YOUR OBJECTIVE: Edit the glibc ioctl bug report from "Comment 3 Carlos" to "to man-pages bugzilla.", changing "Notes" to "References".
──────── PROVIDED TEXT
Bug 14362

Summary: Incorrect ioctl declaration
Product: glibc Reporter: Linus Torvalds <torvalds>
Component: libcAssignee: Not yet assigned to anyone <unassigned>
Status: NEW ---    
Severity: normal CC: carlos, drepper.fsp, emaste, kosaki.motohiro, mmaruska, ondra
Priority: P2 Flags: fweimer: security-
Version: 2.15   
Target Milestone: ---   
Host: Target:
Build: Last reconfirmed:
Attachments: WIP patch to convert ioctl request type to `int'.

Description Linus Torvalds 2012-07-12 19:57:42 UTC
Both SuS and the man-pages agree: the correct declaration for ioctl() is

   extern int ioctl(int fd, int request, ...);

but glibc headers incorrectly have "unsigned long" for the request. 

This means that this simple C program results in an incorrect type conflict error:

   #include <sys/ioctl.h>
   extern int ioctl(int fd, int request, ...);

even though the declaration clearly matches documentation.

Perhaps more importantly, it's misleading for anybody who actually reads the header files. That's rare, but still.. We had this discussion on the subsurface mailing list, because OS X has the same buggy declaration, and what is worse, the OS X kernel is apparently buggy too, because doing

   int action = (level ? TIOCSBRK : TIOCCBRK);
   ...
   ioctl(fd, action, ...);

will sign-extend the 'int' into 'unsigned long', and the OS X FreeBSD-based kernel apparently actually looks at all 64 bits of an 'unsigned long' when it does things, leading to actual bugs (ie ioctl returning ENOTTY because the sign-extended 64-bit value is not recognized).

So having "unsigned long" in there can result in actual bugs. You don't see this on Linux, because 64-bit Linux will correctly truncate the request value to 32 bits (and then internally uses 'unsigned' to make sure no sign extension happens, but that's a separate issue).

So please fix the ioctl() declaration. "unsigned long" is misleading and actively incorrect and can cause bugs on non-Linux operating systems.

In case anybody uses glibc on OS X, I would suggest doing

   int ioctl(int fd, int __request, ...)
   {
       unsigned long request = (unsigned int) __request;
       ...

to avoid the OS X bug.
Comment 1 Carlos O'Donell 2012-07-24 03:02:29 UTC
Created attachment 6551 [details]
WIP patch to convert ioctl request type to `int'.
Comment 2 Carlos O'Donell 2012-07-24 03:07:30 UTC
The history in the glibc ChangeLogs indicate that it was changed from `int' to `unsigned long int' around 1993 in order to align itself with BSD 4.4.

I consider this a serious issue for compliance with POSIX which has ioctl defined as `int ioctl(int fildes, int request, ... /* arg */);'.

I'll float around a WIP patch for discussion around the pros/cons of changing this established interface.
Comment 3 Carlos O'Donell 2012-07-24 03:58:52 UTC
Notes:
http://sourceware.org/ml/libc-alpha/2012-07/msg00446.html
Comment 4 KOSAKI Motohiro 2012-07-24 15:26:44 UTC
Link to man-pages bugzilla.
────────────────
──────── GIVEN ENTRIES
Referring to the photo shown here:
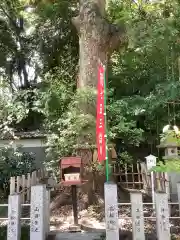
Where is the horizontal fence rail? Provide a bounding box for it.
[10,169,48,203]
[6,185,50,240]
[105,183,180,240]
[112,162,170,198]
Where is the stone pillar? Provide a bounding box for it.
[104,182,119,240]
[7,194,21,240]
[30,185,47,240]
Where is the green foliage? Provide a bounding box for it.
[0,226,30,240]
[0,146,35,197]
[3,0,180,171]
[160,130,180,146]
[152,158,180,172]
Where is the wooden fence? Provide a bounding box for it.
[113,162,170,197]
[10,169,48,203]
[105,183,180,240]
[5,184,50,240]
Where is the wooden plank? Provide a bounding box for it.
[7,194,21,240]
[21,175,26,203]
[164,173,171,200]
[16,176,21,193]
[137,162,142,189]
[177,182,180,216]
[155,172,162,192]
[27,173,31,202]
[30,185,47,240]
[10,177,16,194]
[31,171,37,186]
[141,163,148,192]
[130,192,145,240]
[131,164,135,188]
[104,182,119,240]
[155,192,171,240]
[125,164,128,188]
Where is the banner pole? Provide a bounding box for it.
[103,66,109,182]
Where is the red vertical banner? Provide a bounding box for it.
[96,64,106,162]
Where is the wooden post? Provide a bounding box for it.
[71,185,78,225]
[155,192,171,240]
[30,185,47,240]
[7,194,21,240]
[27,173,31,201]
[177,182,180,215]
[45,189,50,234]
[10,177,16,194]
[104,182,119,240]
[131,192,145,240]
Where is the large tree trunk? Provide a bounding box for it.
[73,0,127,88]
[73,0,127,203]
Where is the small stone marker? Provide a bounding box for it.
[104,182,119,240]
[44,189,50,234]
[131,192,145,240]
[30,185,47,240]
[155,193,171,240]
[7,194,21,240]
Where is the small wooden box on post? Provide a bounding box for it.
[60,157,87,231]
[157,139,180,201]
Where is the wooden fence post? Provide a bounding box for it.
[10,177,16,195]
[131,192,145,240]
[45,189,50,234]
[7,194,21,240]
[104,182,119,240]
[155,192,171,240]
[30,185,47,240]
[177,182,180,215]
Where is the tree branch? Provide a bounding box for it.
[71,16,80,33]
[109,24,128,53]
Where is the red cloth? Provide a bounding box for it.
[96,64,106,162]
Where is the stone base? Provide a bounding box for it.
[69,225,81,232]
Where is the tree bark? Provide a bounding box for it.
[73,0,127,88]
[73,0,127,204]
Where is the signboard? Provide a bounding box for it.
[131,192,145,240]
[146,155,157,171]
[30,185,47,240]
[7,194,21,240]
[104,182,119,240]
[96,64,106,162]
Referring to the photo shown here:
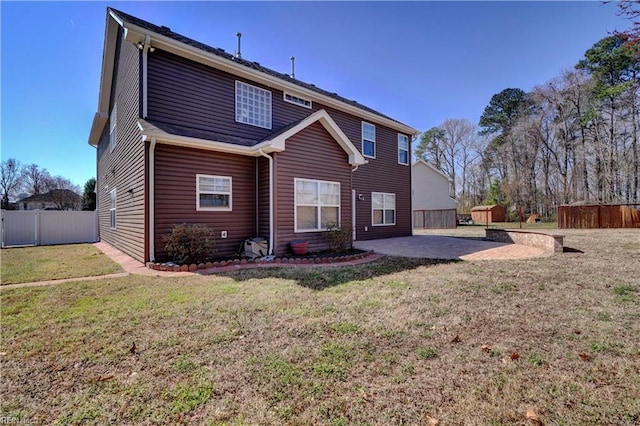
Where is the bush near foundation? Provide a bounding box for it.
[326,223,353,252]
[162,223,216,264]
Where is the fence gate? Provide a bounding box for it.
[2,210,99,247]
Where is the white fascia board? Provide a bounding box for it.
[124,22,420,136]
[142,132,260,157]
[89,112,109,147]
[89,13,122,146]
[266,109,367,166]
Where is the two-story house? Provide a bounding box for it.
[89,8,418,261]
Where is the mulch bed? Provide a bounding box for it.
[147,249,374,272]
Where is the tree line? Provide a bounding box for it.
[416,2,640,218]
[0,158,96,210]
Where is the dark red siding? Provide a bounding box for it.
[155,144,256,260]
[96,33,146,262]
[148,49,412,250]
[275,122,351,255]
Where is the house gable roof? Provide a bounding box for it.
[138,109,367,166]
[262,109,367,166]
[89,8,419,145]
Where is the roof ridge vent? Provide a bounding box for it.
[290,55,296,79]
[233,31,242,59]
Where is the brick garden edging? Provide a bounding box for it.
[147,250,375,272]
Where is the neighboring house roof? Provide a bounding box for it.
[411,159,453,182]
[471,204,502,212]
[138,109,367,166]
[89,8,420,146]
[18,189,82,203]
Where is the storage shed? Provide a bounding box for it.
[471,204,507,224]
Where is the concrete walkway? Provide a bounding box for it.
[354,235,547,260]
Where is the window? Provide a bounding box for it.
[109,189,117,229]
[109,104,118,151]
[236,81,271,129]
[371,192,396,226]
[196,175,231,211]
[284,92,311,109]
[398,134,409,165]
[295,179,340,232]
[362,121,376,158]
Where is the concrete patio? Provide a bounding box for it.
[354,235,548,260]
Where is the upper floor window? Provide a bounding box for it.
[284,92,311,108]
[236,80,271,129]
[294,179,340,232]
[196,175,231,211]
[109,104,118,151]
[362,121,376,158]
[371,192,396,226]
[398,134,409,165]
[109,189,117,229]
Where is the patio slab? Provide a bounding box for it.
[354,235,548,260]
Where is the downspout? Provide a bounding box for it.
[350,164,360,244]
[258,148,274,255]
[149,137,156,262]
[142,35,151,118]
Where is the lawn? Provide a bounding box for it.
[0,244,122,285]
[0,230,640,425]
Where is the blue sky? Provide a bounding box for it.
[0,1,629,185]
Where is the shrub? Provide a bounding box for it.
[163,223,215,264]
[327,223,353,251]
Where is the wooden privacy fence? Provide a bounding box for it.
[2,210,99,247]
[413,209,457,229]
[558,204,640,229]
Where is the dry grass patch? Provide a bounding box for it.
[0,244,122,285]
[0,230,640,425]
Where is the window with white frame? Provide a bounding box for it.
[283,92,311,109]
[109,189,117,229]
[109,104,118,151]
[196,175,231,211]
[294,179,340,232]
[236,80,271,129]
[371,192,396,226]
[398,133,409,165]
[362,121,376,158]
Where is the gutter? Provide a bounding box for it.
[142,35,151,118]
[258,148,275,255]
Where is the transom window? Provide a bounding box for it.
[236,81,271,129]
[109,104,118,151]
[398,134,409,164]
[294,179,340,232]
[284,92,311,108]
[362,121,376,158]
[196,175,231,211]
[371,192,396,226]
[109,189,117,229]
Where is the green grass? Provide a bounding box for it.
[0,230,640,425]
[0,244,122,285]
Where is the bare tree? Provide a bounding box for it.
[0,158,22,209]
[22,164,52,195]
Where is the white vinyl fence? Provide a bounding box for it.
[2,210,99,247]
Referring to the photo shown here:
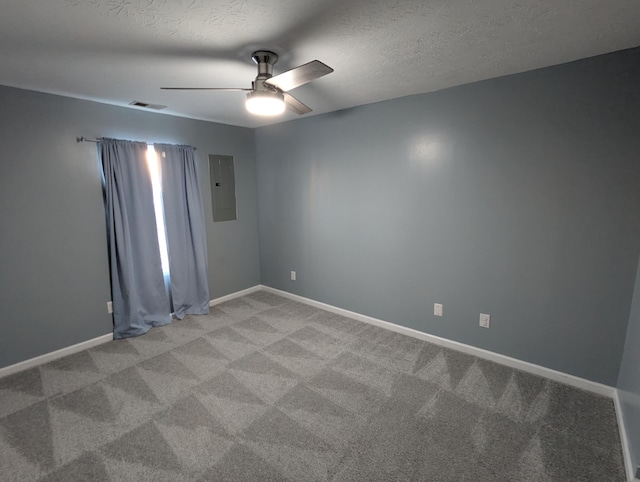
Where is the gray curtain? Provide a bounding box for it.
[154,144,210,319]
[98,139,171,338]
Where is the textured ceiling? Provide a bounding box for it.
[0,0,640,127]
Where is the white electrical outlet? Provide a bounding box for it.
[480,313,491,328]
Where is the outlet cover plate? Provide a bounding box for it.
[480,313,491,328]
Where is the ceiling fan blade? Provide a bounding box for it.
[264,60,333,92]
[160,87,252,92]
[283,92,311,115]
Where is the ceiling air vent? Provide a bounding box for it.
[129,100,167,110]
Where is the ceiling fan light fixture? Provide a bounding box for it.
[246,90,285,116]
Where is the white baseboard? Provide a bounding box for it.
[209,285,263,306]
[0,285,261,378]
[0,333,113,378]
[261,285,615,398]
[613,390,640,482]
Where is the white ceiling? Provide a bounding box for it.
[0,0,640,127]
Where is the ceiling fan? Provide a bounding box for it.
[161,50,333,115]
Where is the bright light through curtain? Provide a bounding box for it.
[98,139,171,338]
[154,144,210,319]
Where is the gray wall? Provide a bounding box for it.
[618,254,640,477]
[256,49,640,386]
[0,87,260,367]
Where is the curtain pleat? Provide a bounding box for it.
[154,144,209,319]
[98,139,171,338]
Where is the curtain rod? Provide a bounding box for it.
[76,136,198,151]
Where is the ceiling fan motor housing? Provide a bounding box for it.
[251,50,278,80]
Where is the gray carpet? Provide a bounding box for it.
[0,291,624,482]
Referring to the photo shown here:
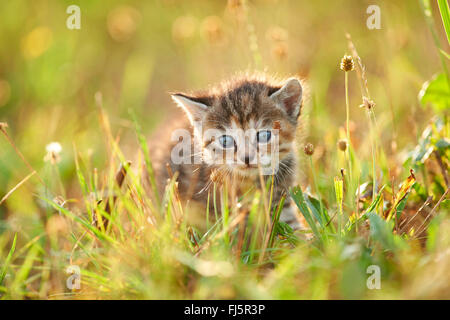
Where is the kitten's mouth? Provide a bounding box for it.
[234,164,259,177]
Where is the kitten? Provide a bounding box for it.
[151,74,303,229]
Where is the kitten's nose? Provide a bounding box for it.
[244,154,255,167]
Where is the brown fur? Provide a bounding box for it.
[144,74,302,225]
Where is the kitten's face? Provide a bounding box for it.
[172,79,302,177]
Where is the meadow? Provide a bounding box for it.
[0,0,450,299]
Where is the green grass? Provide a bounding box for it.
[0,1,450,299]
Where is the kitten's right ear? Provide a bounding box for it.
[172,93,210,124]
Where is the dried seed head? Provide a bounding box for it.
[359,97,375,110]
[341,55,355,72]
[303,143,314,156]
[338,139,347,152]
[0,122,8,131]
[44,142,62,165]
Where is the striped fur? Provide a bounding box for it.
[151,74,302,229]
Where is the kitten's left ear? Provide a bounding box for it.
[171,93,209,124]
[270,78,303,120]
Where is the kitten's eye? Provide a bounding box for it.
[256,130,272,143]
[219,135,234,148]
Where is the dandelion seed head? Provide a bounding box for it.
[341,55,355,72]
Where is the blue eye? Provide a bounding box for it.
[256,130,272,143]
[219,135,234,148]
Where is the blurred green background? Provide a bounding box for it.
[0,0,448,236]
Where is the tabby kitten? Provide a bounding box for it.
[151,74,302,229]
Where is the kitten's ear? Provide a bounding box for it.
[270,78,303,120]
[171,93,209,124]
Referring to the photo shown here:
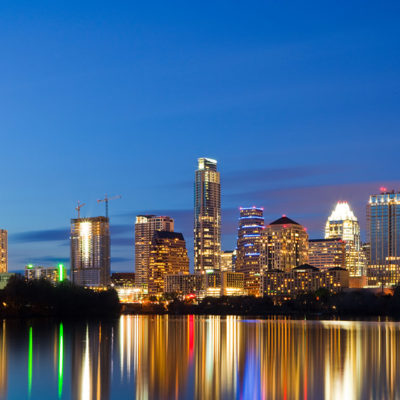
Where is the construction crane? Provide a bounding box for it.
[97,193,122,218]
[75,200,85,219]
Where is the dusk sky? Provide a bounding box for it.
[0,0,400,271]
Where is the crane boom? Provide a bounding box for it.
[97,193,122,218]
[75,200,86,219]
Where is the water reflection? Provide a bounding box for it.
[0,316,400,400]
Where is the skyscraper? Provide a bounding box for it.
[263,215,308,272]
[194,158,221,273]
[235,206,264,295]
[135,215,174,289]
[149,231,189,295]
[71,217,110,287]
[367,188,400,284]
[220,250,236,271]
[0,229,8,273]
[325,201,366,276]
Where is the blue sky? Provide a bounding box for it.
[0,1,400,271]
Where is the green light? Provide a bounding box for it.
[58,264,65,282]
[28,326,33,397]
[58,323,64,399]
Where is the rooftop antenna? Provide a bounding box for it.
[75,200,86,219]
[97,193,122,218]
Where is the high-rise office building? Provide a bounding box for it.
[220,250,236,271]
[367,188,400,285]
[308,239,346,269]
[325,201,366,277]
[135,215,174,289]
[194,158,221,273]
[148,231,189,295]
[0,229,8,273]
[263,215,308,272]
[235,206,264,295]
[71,217,110,287]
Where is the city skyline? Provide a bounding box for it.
[0,1,400,271]
[3,159,400,272]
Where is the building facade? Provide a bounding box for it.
[0,229,8,273]
[308,239,346,269]
[194,158,221,273]
[235,206,265,295]
[24,264,60,283]
[367,188,400,286]
[165,271,246,299]
[220,250,236,271]
[70,217,110,287]
[263,215,308,272]
[135,215,174,289]
[262,264,349,299]
[325,201,367,276]
[165,274,204,296]
[148,231,189,295]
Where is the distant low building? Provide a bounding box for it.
[25,264,66,283]
[164,274,203,296]
[367,257,400,287]
[261,264,349,298]
[221,250,235,271]
[0,272,15,290]
[165,271,245,299]
[111,272,135,287]
[308,239,346,269]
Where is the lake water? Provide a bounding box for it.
[0,316,400,400]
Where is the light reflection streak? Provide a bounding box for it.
[28,326,33,398]
[0,315,400,400]
[58,323,64,399]
[80,325,92,400]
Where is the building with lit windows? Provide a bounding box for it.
[148,231,189,295]
[220,250,236,271]
[70,217,110,287]
[0,272,16,290]
[135,215,174,290]
[308,239,346,269]
[325,201,367,276]
[0,229,8,273]
[262,215,308,272]
[164,273,204,296]
[262,264,349,299]
[24,264,67,283]
[367,188,400,286]
[165,271,246,299]
[235,206,264,295]
[111,272,135,287]
[194,158,221,273]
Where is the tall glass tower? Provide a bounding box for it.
[367,188,400,265]
[194,158,221,273]
[70,217,110,287]
[325,201,366,276]
[235,206,264,295]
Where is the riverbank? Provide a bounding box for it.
[121,289,400,320]
[0,276,121,318]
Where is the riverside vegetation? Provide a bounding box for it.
[0,275,120,317]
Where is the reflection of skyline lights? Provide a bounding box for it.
[58,323,64,399]
[4,315,400,400]
[28,326,33,398]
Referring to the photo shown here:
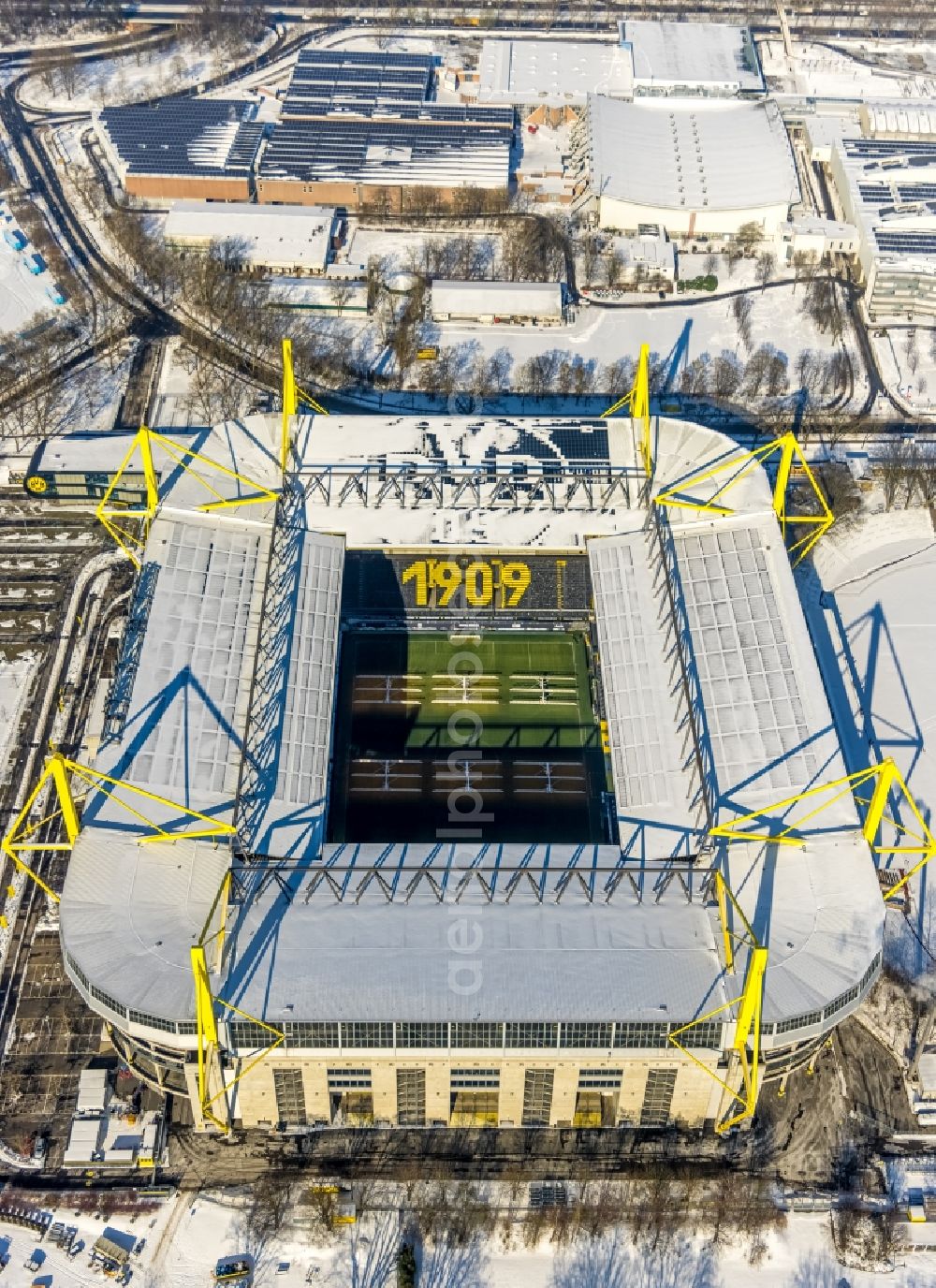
────────────────
TASK SOLUTION:
Comment 3 Carlos O'Donell 2012-07-24 03:58:52 UTC
References:
http://sourceware.org/ml/libc-alpha/2012-07/msg00446.html
Comment 4 KOSAKI Motohiro 2012-07-24 15:26:44 UTC
Link to man-pages bugzilla.